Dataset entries
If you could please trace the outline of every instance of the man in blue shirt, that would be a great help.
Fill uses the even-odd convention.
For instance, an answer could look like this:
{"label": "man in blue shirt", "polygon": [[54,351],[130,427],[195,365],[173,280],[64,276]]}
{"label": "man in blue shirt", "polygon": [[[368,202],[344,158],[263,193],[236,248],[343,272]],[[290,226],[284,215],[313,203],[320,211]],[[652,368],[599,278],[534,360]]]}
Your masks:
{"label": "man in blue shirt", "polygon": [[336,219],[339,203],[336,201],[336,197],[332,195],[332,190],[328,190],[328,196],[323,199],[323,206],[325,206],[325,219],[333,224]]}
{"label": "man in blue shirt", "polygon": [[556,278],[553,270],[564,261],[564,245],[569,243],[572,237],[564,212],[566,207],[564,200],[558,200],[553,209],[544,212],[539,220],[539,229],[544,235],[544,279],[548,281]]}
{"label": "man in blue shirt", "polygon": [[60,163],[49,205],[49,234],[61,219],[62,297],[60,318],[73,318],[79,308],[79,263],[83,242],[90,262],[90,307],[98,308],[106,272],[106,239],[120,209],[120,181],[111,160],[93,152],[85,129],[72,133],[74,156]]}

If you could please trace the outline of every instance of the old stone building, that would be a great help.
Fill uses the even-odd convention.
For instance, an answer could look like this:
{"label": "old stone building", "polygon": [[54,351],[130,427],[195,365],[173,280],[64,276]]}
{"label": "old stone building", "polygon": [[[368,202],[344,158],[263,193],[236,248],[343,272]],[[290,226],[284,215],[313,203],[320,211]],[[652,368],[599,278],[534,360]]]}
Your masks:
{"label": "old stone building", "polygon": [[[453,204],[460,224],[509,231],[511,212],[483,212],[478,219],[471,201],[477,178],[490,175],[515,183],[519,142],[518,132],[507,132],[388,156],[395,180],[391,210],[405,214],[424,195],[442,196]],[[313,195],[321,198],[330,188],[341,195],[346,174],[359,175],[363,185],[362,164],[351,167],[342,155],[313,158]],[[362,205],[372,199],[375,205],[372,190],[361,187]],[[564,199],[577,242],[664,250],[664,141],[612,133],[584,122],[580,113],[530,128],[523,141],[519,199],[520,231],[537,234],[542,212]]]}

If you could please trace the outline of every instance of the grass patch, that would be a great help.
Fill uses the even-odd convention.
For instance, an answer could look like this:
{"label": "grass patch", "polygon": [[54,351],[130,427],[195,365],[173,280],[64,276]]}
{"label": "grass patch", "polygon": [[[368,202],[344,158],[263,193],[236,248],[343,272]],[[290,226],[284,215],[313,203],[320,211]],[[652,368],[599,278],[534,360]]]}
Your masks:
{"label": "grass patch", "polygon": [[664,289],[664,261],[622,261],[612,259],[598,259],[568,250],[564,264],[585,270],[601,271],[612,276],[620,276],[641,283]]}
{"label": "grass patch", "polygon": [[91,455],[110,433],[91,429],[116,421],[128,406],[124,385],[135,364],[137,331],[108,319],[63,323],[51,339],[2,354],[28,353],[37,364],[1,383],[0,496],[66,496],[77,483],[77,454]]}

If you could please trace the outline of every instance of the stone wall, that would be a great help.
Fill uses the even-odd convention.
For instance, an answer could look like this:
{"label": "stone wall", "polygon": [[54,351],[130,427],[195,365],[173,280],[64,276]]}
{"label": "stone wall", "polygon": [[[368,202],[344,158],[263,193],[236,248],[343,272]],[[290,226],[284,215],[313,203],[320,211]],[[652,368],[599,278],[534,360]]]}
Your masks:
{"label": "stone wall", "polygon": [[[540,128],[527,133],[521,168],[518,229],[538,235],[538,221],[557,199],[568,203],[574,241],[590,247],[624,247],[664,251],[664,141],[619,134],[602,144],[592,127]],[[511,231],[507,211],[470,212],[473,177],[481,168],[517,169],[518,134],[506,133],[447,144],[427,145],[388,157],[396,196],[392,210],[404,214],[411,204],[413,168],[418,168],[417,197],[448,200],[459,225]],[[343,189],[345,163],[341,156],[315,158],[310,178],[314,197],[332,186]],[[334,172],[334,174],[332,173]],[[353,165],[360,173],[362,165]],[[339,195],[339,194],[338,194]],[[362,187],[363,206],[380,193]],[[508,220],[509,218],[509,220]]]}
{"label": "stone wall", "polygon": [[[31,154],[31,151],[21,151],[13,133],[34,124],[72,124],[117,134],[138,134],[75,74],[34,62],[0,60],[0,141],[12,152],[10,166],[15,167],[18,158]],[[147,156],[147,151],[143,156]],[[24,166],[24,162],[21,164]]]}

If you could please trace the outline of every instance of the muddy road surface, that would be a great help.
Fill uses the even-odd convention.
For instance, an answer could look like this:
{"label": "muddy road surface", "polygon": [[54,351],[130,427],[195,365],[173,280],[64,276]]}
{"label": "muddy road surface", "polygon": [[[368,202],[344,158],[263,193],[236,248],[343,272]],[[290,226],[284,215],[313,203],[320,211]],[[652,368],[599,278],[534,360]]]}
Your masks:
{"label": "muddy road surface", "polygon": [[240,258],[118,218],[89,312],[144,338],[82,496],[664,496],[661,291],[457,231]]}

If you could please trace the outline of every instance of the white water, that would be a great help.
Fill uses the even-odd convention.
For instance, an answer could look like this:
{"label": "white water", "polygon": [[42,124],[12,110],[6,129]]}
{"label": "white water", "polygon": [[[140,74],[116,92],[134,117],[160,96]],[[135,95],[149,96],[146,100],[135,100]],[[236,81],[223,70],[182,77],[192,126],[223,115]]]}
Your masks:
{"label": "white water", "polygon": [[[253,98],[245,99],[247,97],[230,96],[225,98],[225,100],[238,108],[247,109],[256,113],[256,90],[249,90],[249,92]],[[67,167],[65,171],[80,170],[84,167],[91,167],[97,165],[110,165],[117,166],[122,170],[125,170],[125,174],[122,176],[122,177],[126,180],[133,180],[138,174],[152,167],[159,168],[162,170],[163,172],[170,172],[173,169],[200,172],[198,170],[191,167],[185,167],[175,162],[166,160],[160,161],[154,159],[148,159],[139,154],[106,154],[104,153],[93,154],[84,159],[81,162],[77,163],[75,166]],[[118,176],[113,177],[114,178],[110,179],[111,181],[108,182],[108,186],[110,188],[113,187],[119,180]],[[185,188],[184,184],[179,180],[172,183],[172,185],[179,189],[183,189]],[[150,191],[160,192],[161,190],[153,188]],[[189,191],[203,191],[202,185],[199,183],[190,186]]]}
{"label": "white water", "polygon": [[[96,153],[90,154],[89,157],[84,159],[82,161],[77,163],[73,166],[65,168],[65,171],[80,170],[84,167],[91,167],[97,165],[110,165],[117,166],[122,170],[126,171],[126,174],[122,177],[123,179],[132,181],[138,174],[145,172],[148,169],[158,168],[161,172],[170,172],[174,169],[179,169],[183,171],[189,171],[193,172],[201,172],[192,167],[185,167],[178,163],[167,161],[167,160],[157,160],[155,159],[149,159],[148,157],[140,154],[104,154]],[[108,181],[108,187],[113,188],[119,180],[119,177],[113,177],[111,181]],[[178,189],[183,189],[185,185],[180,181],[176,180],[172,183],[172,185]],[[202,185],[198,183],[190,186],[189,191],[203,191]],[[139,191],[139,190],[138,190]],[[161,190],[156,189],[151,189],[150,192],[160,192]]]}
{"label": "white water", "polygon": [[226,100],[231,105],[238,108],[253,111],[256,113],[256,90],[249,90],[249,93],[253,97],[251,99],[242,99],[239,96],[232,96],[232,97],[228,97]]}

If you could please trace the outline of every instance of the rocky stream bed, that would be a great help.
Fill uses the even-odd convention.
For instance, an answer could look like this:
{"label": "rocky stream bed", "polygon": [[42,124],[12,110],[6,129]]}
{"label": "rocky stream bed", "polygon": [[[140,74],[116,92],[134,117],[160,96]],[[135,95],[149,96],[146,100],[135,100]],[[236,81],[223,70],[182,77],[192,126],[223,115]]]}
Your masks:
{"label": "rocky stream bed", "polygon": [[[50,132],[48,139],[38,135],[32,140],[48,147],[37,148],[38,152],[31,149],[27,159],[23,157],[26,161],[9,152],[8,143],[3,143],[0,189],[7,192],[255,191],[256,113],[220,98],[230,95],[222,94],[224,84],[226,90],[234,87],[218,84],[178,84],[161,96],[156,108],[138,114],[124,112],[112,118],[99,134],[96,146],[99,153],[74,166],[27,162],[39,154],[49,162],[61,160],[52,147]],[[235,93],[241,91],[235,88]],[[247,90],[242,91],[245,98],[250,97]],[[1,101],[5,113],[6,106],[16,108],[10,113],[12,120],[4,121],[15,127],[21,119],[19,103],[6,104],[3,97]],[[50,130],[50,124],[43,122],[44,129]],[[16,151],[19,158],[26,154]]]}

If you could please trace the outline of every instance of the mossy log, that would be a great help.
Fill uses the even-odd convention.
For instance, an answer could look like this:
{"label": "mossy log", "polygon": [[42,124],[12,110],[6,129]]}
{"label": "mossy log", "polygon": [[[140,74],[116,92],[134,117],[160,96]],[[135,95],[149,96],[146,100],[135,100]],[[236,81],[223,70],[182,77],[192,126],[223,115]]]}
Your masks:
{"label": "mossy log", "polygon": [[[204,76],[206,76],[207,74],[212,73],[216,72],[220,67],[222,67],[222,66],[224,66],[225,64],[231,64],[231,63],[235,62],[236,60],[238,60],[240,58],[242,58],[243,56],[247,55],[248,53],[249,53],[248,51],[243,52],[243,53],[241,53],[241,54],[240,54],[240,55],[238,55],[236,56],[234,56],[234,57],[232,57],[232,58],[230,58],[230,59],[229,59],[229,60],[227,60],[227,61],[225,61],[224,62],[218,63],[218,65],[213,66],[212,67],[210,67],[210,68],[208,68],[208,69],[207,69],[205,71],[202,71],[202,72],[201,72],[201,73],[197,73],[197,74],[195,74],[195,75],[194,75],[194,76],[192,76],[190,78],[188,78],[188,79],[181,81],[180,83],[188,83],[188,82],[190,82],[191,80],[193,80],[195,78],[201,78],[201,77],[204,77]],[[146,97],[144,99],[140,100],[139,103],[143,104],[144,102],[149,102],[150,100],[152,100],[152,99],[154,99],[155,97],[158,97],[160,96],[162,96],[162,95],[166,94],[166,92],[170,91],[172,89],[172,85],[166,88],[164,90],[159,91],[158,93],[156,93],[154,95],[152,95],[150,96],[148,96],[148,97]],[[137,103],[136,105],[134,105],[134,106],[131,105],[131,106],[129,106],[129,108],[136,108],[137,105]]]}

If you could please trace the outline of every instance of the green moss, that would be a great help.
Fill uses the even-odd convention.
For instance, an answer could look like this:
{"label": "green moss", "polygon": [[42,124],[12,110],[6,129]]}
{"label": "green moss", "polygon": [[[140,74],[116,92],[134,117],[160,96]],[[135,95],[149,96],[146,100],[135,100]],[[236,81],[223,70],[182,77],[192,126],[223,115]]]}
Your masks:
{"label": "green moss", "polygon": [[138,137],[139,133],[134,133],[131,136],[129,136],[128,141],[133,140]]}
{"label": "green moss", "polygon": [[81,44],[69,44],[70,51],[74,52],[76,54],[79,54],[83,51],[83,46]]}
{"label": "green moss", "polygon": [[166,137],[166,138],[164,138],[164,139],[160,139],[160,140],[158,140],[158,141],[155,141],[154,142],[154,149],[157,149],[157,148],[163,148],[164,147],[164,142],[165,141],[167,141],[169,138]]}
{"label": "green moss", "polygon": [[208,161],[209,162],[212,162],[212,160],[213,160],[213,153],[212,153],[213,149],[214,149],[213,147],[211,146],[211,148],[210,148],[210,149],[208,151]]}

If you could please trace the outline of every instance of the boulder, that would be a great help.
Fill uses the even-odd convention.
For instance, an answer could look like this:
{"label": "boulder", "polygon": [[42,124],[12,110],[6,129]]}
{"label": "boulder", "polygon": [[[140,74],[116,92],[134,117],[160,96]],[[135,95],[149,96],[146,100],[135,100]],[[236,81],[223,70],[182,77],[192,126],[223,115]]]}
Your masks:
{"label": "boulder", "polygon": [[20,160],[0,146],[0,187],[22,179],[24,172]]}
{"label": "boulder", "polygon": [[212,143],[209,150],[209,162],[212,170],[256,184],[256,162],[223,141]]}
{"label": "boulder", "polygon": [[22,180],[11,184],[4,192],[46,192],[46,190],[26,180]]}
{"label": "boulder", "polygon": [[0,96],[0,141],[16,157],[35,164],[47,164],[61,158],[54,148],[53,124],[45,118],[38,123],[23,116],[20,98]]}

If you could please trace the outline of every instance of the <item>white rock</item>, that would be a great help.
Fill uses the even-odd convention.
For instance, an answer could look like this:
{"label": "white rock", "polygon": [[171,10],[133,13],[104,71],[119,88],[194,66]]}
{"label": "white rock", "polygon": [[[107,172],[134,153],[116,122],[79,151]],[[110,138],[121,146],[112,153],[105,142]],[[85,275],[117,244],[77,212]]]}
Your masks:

EXERCISE INSTRUCTIONS - Quote the line that contains "moss, that would be a great help." and each line after it through the end of the data, exactly, leaving out everything else.

RESULT OF THIS EXERCISE -
If you could please trace the outline of every instance of the green moss, that would be a great help.
Fill uses the even-odd convention.
For instance, an answer could look like this:
{"label": "green moss", "polygon": [[42,124],[12,110],[6,129]]}
{"label": "green moss", "polygon": [[[140,74],[116,92],[134,117],[160,96]],[[135,95],[149,96],[146,100],[135,100]],[[236,81],[223,70],[182,77],[192,126],[223,115]]]}
Your masks:
{"label": "green moss", "polygon": [[138,137],[139,133],[134,133],[131,136],[129,136],[128,141],[133,140]]}
{"label": "green moss", "polygon": [[81,44],[69,44],[70,51],[74,52],[76,54],[79,54],[83,51],[83,46]]}
{"label": "green moss", "polygon": [[166,137],[166,138],[164,138],[164,139],[160,139],[160,140],[158,140],[158,141],[155,141],[154,142],[154,149],[157,149],[157,148],[163,148],[164,147],[164,142],[165,141],[167,141],[169,138]]}
{"label": "green moss", "polygon": [[208,161],[209,162],[212,162],[212,160],[213,160],[213,153],[212,153],[213,149],[214,149],[213,147],[211,146],[211,148],[210,148],[210,149],[208,151]]}

If you could please trace the outline of every instance of the boulder, that would be a great help.
Fill uses the even-odd convention.
For instance, an answer could look like this:
{"label": "boulder", "polygon": [[42,124],[12,110],[6,129]]}
{"label": "boulder", "polygon": [[[140,74],[116,92],[134,117],[160,96]],[[135,95],[149,96],[146,100],[135,100]],[[236,81],[223,70],[182,77],[192,126],[223,115]]]}
Your masks:
{"label": "boulder", "polygon": [[20,160],[0,146],[0,187],[22,179],[24,172]]}
{"label": "boulder", "polygon": [[212,143],[209,150],[209,162],[212,170],[256,184],[256,162],[223,141]]}
{"label": "boulder", "polygon": [[22,180],[11,184],[4,192],[46,192],[46,190],[26,180]]}
{"label": "boulder", "polygon": [[0,96],[0,141],[16,157],[35,164],[47,164],[61,158],[54,148],[53,124],[45,118],[38,123],[23,116],[20,98]]}

If you could please trace the outline of every instance of the <item>white rock</item>, that would be a great help.
Fill uses the even-odd convention.
For instance, an answer could look like this:
{"label": "white rock", "polygon": [[171,10],[133,13],[104,71],[119,88],[194,66]]}
{"label": "white rock", "polygon": [[[107,172],[134,153],[116,122],[79,151]],[[110,138],[121,146],[112,153],[105,142]],[[85,275],[117,244],[77,212]]]}
Your masks:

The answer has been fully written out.